Quoted passage:

[Advaita-l] Tattvamasi - Advaita and Dvaita approach

Srinath Vedagarbha svedagarbha at gmail.com
Fri Mar 1 14:53:28 EST 2019


On Fri, Feb 15, 2019 at 6:07 PM Venkatesh Murthy via Advaita-l <
advaita-l at lists.advaita-vedanta.org> wrote:

> Namaste
>
> Plus there is one more objection from Dvaitis in the video. When you
> Advaitis do Jahadajahallaxana you are doing it on Both Tat and Tvam Padas.
> But  the Dvaitis can take Lakshyartha of Tvam Pada only and show Tat Tvam
> Asi like Tasya Adhinatvat and so on. Therefore they say Advaitis do
> Laksyartha for two Padas instead of one and this is Gaurava Dosha.
>
> Answer - Advaitis are not bound to do Jahadajahallaxana for two Padas. They
> can do it for Tvam Pada only and say Tat is Chinmatra Svarupa already.

Provided data:

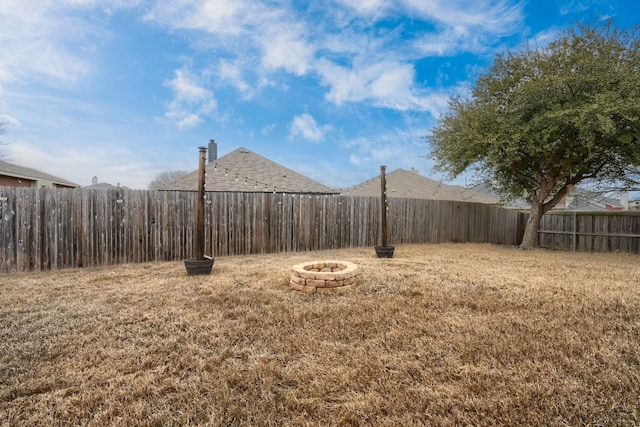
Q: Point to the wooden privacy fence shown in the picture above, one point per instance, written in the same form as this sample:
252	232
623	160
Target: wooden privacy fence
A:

What you need to do:
1) Reproduce word for word the part of the Tattvamasi message starting with "Srinath Vedagarbha svedagarbha" and going on through "and Tvam Padas.".
2) Resume the Tattvamasi message from the point where it stops.

Results for the exercise:
1)
Srinath Vedagarbha svedagarbha at gmail.com
Fri Mar 1 14:53:28 EST 2019


On Fri, Feb 15, 2019 at 6:07 PM Venkatesh Murthy via Advaita-l <
advaita-l at lists.advaita-vedanta.org> wrote:

> Namaste
>
> Plus there is one more objection from Dvaitis in the video. When you
> Advaitis do Jahadajahallaxana you are doing it on Both Tat and Tvam Padas.

2)
How is that "already" established?

That exactly is the argument of Madhusudhana, and for that Sri.Raamacharya
argues in his tarangiNi that -- chinmAtratva of Brahman is not established
unless you have that Mahavakya. In turn you argue for the applicability of
lakshyartha of two padas based on assiddha concept. It is a anyOnAShrya
dOSha.





> Tat
> is not having Sarvajnatva and Ishwaratva. It is Chinmatra only. Then Who is
> playing Ishwara's role? It is the single Jeeva's Maayaa only. This is
> explained in detail in DSV EJV. The Dvaitis don't know DSV. Or  in a way it
> is like Bhaamatikaara's position also. He also says Ishwara is Nirguna
> Brahma only and not the Saguna Ishwara.
>

So, Ishwara is single Jeeva's Maaya?

Ishwara is said to be "anaamayam" (flawless) by shAstras (for example
-- Sarvagnyam sarva-kartaaram Naaraayanam anaamayam etc.)

Now, if you claim Ishwara is jIva's maaya -- does it make sense -- maaya
tatvaM is called anaamayam?

Standard position of Advaita is that it is nirguna Brahman, with the
limiting adjunct, that becomes the Paramaatman.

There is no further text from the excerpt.